* **Exercise brief**:
Print exactly the line with "Given the photograph above, point out the white linen" and every line after it, through the final line of the material below.

........

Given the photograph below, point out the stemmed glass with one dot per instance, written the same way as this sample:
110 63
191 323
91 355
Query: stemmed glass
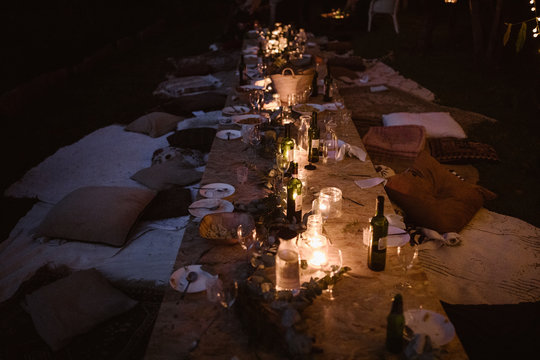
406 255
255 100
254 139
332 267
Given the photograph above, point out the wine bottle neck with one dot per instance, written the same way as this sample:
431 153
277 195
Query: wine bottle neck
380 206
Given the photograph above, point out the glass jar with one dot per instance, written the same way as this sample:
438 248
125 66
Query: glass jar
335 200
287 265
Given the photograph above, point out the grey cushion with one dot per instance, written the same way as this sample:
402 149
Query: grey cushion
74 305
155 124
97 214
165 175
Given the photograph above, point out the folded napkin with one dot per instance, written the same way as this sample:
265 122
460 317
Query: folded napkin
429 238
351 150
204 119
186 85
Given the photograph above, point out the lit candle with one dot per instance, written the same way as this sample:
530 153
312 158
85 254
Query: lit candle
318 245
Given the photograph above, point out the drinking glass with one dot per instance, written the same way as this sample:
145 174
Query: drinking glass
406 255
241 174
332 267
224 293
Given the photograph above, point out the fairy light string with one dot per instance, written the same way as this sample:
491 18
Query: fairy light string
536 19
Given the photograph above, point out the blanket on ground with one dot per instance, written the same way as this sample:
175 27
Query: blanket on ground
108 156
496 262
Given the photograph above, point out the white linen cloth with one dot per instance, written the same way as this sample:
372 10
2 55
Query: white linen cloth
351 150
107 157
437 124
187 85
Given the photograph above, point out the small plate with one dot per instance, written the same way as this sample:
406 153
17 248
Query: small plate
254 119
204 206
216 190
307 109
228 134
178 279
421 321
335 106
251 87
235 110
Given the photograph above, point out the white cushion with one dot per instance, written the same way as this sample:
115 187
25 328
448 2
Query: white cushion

........

* **Answer below**:
Given the photograph above, point out the white linen cloth with one dot per instance, written the same way as this sample:
372 10
2 55
Query: white linen cloth
351 150
107 157
437 124
187 85
Given the photograph above, point out the small plate with one dot per instance, written the same way as this sample:
406 153
17 248
Query: small plate
254 119
204 206
216 190
307 109
228 134
178 279
421 321
335 106
251 87
235 110
Given the photograph above, point out the white cushion with one dot per instance, written the same way as this sample:
115 187
25 328
448 2
Query: white cushion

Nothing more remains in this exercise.